| DESCRIPTION OF THE TASK |
Filter the entries below, copying every line that contains the word "ceiling". Treat uppercase and lowercase as different.

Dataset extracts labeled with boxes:
— start —

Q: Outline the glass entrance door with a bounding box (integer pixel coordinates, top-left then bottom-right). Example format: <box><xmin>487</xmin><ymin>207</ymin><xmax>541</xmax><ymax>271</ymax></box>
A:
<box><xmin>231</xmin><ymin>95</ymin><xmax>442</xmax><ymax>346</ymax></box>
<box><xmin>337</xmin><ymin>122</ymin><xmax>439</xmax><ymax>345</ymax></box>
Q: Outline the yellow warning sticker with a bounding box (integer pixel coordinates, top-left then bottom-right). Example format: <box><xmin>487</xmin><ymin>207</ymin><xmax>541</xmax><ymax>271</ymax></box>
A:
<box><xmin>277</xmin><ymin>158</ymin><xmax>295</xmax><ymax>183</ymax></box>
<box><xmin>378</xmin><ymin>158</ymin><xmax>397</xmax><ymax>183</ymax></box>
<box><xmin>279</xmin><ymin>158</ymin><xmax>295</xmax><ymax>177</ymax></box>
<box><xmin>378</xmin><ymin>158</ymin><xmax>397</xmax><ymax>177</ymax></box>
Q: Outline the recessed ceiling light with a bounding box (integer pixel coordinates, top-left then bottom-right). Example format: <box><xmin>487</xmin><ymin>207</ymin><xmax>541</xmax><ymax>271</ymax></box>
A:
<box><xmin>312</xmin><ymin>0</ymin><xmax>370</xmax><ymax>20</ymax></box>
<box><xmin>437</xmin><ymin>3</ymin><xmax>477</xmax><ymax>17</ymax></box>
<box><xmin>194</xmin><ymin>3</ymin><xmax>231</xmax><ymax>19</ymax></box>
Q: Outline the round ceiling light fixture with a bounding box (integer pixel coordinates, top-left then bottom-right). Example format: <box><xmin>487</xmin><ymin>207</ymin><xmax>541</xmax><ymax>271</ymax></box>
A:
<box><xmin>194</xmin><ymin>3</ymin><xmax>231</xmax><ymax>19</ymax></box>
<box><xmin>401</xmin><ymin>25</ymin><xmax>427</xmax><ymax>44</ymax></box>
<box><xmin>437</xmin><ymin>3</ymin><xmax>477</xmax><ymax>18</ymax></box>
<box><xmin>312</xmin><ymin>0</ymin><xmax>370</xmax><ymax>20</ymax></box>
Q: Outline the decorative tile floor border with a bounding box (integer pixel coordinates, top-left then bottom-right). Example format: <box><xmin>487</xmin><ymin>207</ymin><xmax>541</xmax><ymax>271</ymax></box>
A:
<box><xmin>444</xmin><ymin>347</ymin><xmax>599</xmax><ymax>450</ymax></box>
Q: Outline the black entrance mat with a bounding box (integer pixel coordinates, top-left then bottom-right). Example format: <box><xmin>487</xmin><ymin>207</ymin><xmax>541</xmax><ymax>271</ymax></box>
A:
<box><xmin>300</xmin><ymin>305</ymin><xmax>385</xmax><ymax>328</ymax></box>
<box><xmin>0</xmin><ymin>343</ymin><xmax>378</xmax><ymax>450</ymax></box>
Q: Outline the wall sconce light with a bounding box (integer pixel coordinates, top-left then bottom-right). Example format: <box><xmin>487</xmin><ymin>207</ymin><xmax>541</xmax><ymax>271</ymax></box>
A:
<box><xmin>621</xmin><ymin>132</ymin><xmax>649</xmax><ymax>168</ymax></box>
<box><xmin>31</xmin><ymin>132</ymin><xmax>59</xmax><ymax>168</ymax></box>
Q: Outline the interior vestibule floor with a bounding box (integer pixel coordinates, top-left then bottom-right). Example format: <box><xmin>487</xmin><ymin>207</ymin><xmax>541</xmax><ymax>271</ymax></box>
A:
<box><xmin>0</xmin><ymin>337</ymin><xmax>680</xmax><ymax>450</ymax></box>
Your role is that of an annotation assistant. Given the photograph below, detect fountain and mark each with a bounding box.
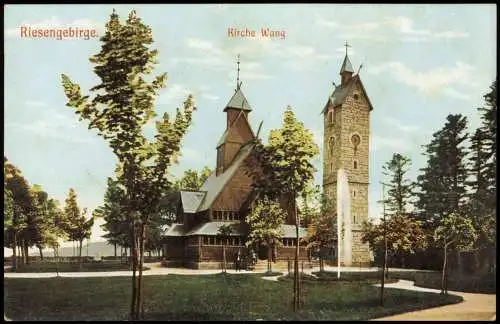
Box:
[337,169,352,276]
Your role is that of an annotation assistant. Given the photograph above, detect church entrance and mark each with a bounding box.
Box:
[258,244,268,260]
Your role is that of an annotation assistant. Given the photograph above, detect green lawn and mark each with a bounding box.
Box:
[5,261,149,273]
[4,274,462,321]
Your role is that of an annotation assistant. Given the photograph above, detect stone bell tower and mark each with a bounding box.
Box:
[322,43,373,266]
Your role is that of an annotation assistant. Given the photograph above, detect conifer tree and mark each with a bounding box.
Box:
[383,153,413,215]
[64,188,94,264]
[416,114,468,228]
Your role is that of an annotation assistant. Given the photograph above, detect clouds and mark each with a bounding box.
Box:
[4,16,104,38]
[368,61,473,99]
[316,16,469,42]
[5,105,89,143]
[384,117,419,133]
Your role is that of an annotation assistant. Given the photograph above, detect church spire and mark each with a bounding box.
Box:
[340,41,354,85]
[234,54,242,92]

— end —

| SOLUTION TO THIS TASK |
Q: Outline the recessed ceiling light with a bounding box (integer pixel coordinates, top-left then bottom-right). Example format: <box><xmin>487</xmin><ymin>207</ymin><xmax>541</xmax><ymax>271</ymax></box>
Q: Outline the round ceiling light fixture with a bounding box (integer pixel coordinates, top-left then bottom-right). Example format: <box><xmin>487</xmin><ymin>207</ymin><xmax>541</xmax><ymax>271</ymax></box>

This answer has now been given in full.